— About this exercise —
Print the stretch of the article on oxytocin and mother-child bonding from "Oxytocin triggers a" through "future attachment relationships.", word for word.

Trust pathways in the brain are set in infancy and passed on from mother to child, according to landmark UNSW-led research. The work relates to oxytocin levels in new mothers and proves for the first time that it is linked to their reported disturbance in bonding with their own mothers.
The paper has been published in the prestigious journal PLOS ONE.
Blood samples taken from women with troubled maternal relationships showed a clear deficit in oxytocin, the trust and bonding hormone, compared with those who reported close childhood ties with their mother. The two groups of women were recruited through Liverpool Hospital.
“The immediate postpartum results show that what you experienced from parenting – these formative experiences – are critical in wiring your response to the hormone,” says the first author of the paper, UNSW Professor Valsamma Eapen, who is Chair of Infant, Child and Adolescent Psychiatry.
“So we see this dysfunctional, or disrupted relating as an intergenerational cycle and just increasing oxytocin levels with a puffer or spray alone won’t change that,” says UNSW Professor Eapen, who is based at the Ingham Institute and Liverpool Hospital.
Oxytocin triggers a dopamine reward response in the brain that promotes newborn bonding as a pleasurable activity. In the baby, this bonding sets lifelong oxytocin release pathways that, if compromised, will affect the child’s own future attachment relationships.
There was an obvious difference in oxytocin readings between the women two months after their babies were born.
The work was carried out by UNSW in partnership with South Western Sydney Local Health District and Karitane, which works with children and their parents from birth to 5 years.
Karitane CEO Grainne O’Loughlin says the work is invaluable for families and that it “gives us the chance to provide that evidence-base, and will lay the foundations for us to expand, over time, what it is that we do”.
“For me, partnerships with universities – that evidence base to our work– is really fundamental. It’s the key to our sustainability going forward,” she says.
This work could be a breakthrough in identifying at-risk mothers and helping them break the cycle, Professor Eapen believes.
“What we are now developing is attachment-based cognitive behavioural therapy for mums to reframe their own perspectives and attitudes to fix problems that have been pre-programmed,” says Professor Eapen, who anticipates that this type of therapy could be used either on its own or perhaps in combination with oxytocin.
The babies will be followed up through Karitane, to examine the anxiety response in the child at one year of age.

— Dataset content —
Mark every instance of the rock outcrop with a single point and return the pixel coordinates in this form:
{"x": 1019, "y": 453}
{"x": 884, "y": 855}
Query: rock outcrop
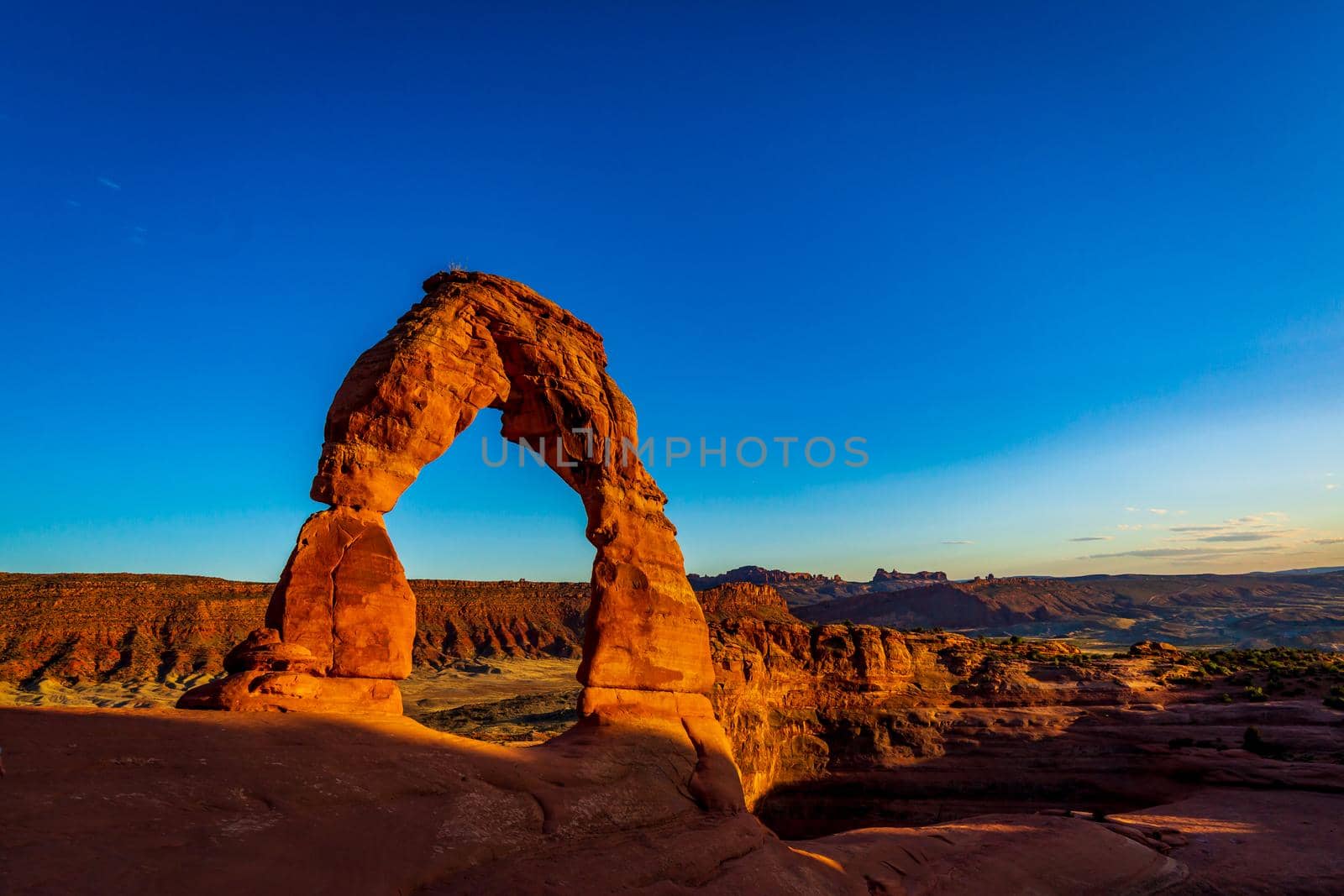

— Completed task —
Oxytocin triggers a dopamine reward response in the brain that promotes newborn bonding as a pleasurable activity. In the baby, this bonding sets lifelong oxytocin release pathways that, if compromised, will affect the child’s own future attachment relationships.